GOAL: Leave out the pictures, then reproduce the rest of the material exactly.

SUPPLIED DATA:
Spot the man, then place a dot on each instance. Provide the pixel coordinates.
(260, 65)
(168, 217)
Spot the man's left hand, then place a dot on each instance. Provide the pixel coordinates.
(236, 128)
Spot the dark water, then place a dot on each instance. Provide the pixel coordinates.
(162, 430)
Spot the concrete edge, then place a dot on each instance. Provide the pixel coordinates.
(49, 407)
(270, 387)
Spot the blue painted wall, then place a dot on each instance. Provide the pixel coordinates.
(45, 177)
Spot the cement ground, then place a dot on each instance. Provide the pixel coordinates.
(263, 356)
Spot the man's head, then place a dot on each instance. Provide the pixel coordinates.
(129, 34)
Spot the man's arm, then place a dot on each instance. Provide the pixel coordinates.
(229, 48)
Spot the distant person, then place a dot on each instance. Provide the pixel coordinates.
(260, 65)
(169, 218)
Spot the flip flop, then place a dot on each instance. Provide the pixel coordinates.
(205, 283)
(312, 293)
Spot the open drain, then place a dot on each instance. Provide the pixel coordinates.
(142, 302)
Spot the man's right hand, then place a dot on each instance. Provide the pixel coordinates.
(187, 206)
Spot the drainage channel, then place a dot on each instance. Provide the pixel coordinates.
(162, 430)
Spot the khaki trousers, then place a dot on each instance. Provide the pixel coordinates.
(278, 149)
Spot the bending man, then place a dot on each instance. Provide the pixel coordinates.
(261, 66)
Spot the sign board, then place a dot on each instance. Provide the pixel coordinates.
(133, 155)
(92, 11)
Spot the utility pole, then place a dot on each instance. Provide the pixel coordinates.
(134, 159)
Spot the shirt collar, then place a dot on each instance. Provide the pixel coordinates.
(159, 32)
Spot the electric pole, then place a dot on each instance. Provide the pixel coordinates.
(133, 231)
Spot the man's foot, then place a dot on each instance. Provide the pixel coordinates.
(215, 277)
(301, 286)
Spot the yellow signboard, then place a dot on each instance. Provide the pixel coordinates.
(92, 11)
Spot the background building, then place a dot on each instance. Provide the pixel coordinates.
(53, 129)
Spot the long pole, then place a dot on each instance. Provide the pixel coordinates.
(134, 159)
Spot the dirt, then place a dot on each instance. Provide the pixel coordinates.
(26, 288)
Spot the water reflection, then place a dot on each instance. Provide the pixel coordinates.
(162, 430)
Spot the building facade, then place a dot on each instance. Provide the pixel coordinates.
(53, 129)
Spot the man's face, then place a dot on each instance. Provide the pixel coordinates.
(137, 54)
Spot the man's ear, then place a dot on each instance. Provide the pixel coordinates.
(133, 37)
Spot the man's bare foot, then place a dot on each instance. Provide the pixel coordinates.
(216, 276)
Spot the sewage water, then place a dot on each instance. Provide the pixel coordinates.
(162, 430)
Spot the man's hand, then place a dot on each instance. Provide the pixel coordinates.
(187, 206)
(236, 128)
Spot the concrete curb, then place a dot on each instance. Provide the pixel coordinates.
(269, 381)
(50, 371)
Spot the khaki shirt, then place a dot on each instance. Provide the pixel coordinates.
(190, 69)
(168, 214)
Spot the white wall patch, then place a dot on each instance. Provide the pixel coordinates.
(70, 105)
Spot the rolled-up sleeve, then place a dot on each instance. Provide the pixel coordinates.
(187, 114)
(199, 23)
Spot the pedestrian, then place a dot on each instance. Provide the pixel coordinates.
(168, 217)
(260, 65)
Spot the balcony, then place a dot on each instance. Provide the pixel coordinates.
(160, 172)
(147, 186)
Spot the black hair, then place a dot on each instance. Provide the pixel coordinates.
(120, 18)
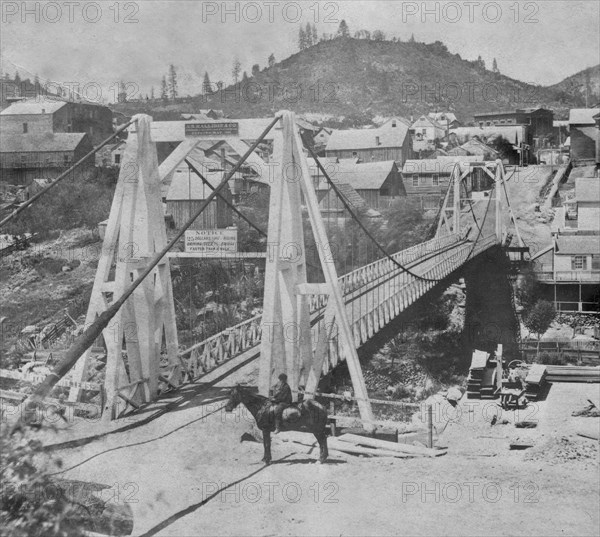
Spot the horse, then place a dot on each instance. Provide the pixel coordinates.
(307, 416)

FULL OUTPUT:
Spot the man, then place a dot on each instance. Provide the pixel coordinates.
(260, 65)
(168, 217)
Spot the man's left hand, then place a dot on each instance. Provide the pixel coordinates.
(236, 128)
Spot the dark water, then place a dot on each instance. Provide the pixel coordinates.
(162, 430)
Spot the concrete edge, then place a dot on each instance. Provide the pixel coordinates.
(49, 407)
(270, 387)
Spot the blue painted wall, then place a dot on each instance. Provide the pixel coordinates.
(45, 177)
Spot the cement ground, then place a dot on each instance. Provide the pixel coordinates.
(263, 356)
Spot the man's head, then place a dot on each instance. Provide the pixel coordinates.
(129, 34)
Spot the man's arm, then place a dot on each instance. Provide the pixel coordinates.
(229, 48)
Spot the distant person, then place a dot on each instance. Provide the pixel coordinates.
(260, 65)
(169, 218)
Spot the flip flop, then place a dot on each instance. Provide the pixel coordinates.
(205, 283)
(312, 293)
Spot the open drain, then place a dot on each instance. Provide the pixel coordinates.
(142, 302)
Spot the man's right hand, then place a dot on each instance. Provide the pixel coordinates.
(187, 206)
Spot the drainage channel, then place a dot on each instance. Provide the pixel coordinates.
(162, 430)
Spot the khaki trousers, then place a dot on each instance. Provide the pixel coordinates.
(278, 149)
Spot the bending man, then place a dot on each instance. Provide the pixel coordinates.
(261, 66)
Spot the sign board, then place a dot on each instance. Provide the pixel coordinates.
(133, 155)
(92, 11)
Spot the utility pole, then place a dot on each instance. Provide the pixel coordinates.
(134, 159)
Spot the shirt collar, then place a dot on each instance. Provide the pixel coordinates.
(159, 32)
Spot the electric pole, then place a dot on each instance. Provide the pixel coordinates.
(133, 231)
Spot the man's foot, then place a dot on each instance. Provide the pixel coordinates.
(215, 277)
(301, 286)
Spot the yellow signboard, then place a dot on each instance. Provide the pixel coordinates.
(92, 11)
Spot the background building, then place a dot on each instance. Provide the pixel coordinates.
(53, 129)
Spot the long pole, then place a dot on each instance. Provide the pixel coordinates.
(134, 159)
Spot the dirt, then place a dot on each instance. Provide the pixel coordinates.
(26, 288)
Spot the water reflection, then place a dot on each instance. Provide the pixel coordinates.
(162, 430)
Spot the building facade, then place a dot on each instance. Provide the pixel coordinates.
(53, 129)
Spot the man's face, then place a dot on each instance. Provide the pixel coordinates.
(137, 54)
Spot the man's ear, then place a dot on each instance. Provide the pixel coordinates.
(133, 37)
Spot the man's bare foot, then place a dot on each instance. Provide the pixel coordinates.
(216, 276)
Spot the sewage water, then place a dot on each instance. Provide the pixel coordinates.
(162, 430)
Spot the man's hand, then place a dot on each instance. Provide the pixel coordinates.
(187, 206)
(236, 128)
Spot the concrete curb, then place a dot on each instance. Provide the pixel coordinates.
(269, 381)
(50, 371)
Spot the khaki shirt, then place a dot on each instance. Provide the pixel coordinates.
(190, 69)
(168, 214)
Spot the white wall patch, then place a dot on each instance. Provide the pixel coordinates.
(70, 105)
Spot the rolled-up sleeve, then place a dot on each instance. Provide the pixel coordinates.
(187, 114)
(199, 23)
Spot the pedestrian, then place a dot on each instance. Provide the pixel coordinates.
(168, 217)
(260, 65)
Spot the balcony, then place a dot on each instance. Provide the pixel coordinates.
(160, 172)
(147, 186)
Spot the black hair, then place a dot on each instance. Provide the pixel coordinates.
(120, 18)
Spot the horse, then place a dot on each instance. Provide the pixel coordinates.
(307, 416)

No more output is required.